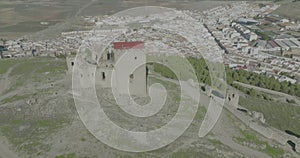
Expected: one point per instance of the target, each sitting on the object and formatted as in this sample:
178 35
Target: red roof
129 45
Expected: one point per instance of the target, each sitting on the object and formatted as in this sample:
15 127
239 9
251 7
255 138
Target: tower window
103 76
131 76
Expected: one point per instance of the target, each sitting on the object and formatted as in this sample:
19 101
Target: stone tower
123 65
232 98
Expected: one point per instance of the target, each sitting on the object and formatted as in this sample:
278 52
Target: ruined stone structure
232 98
122 66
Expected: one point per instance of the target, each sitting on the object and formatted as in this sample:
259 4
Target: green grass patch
72 155
251 137
6 64
15 98
189 154
282 116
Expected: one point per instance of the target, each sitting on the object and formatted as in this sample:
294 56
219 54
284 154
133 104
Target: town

========================

TASK INSTRUCTIONS |
Each record above needs to be transcribed word for word, with its pictures omitted.

RESPONSE BELOW |
Expected: one point per instance of the target, each sitting on the object and formatted as in this sample:
178 35
Target: red roof
129 45
Expected: one point per instance of the target, each sitting on the object and formatted as in this sample:
15 127
239 9
251 7
255 138
Target: tower window
103 76
131 76
Expected: one point per instance of the target, each sitting on the object and formatted as in this sample:
19 101
Target: stone tower
123 65
232 98
Expected: one point per instance of the target, each sitting on the object and formatted as in this sample:
278 52
Target: ruined stone structure
232 98
122 66
Expected: one point per instance of the target, each sitting on the object and formatted as in this sample:
259 4
Target: green grass patch
72 155
251 137
6 64
15 98
189 154
282 116
Expected: one point per instance of the target, each sitting on the object and formatted as in this sample:
294 56
219 54
284 154
133 104
Target: town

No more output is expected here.